Collect each line of the material below that contains the word "instance", and copy those lines in full.

++++ Provided data ++++

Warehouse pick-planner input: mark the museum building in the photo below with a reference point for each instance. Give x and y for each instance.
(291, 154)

++++
++++ Provided data ++++

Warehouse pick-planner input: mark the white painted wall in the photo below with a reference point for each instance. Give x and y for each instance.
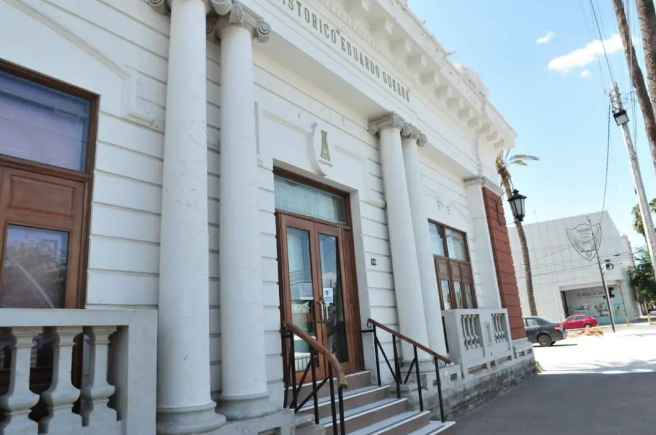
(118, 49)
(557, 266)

++++

- Solution to this task -
Warehouse pick-planner input: mark the museum building in the photo below with a reference point for each instance. Give x and y for each instance.
Warehouse pick-planner input: mark the white painted wall in the photo below with a reference point for each instance. Give x and y for each instance.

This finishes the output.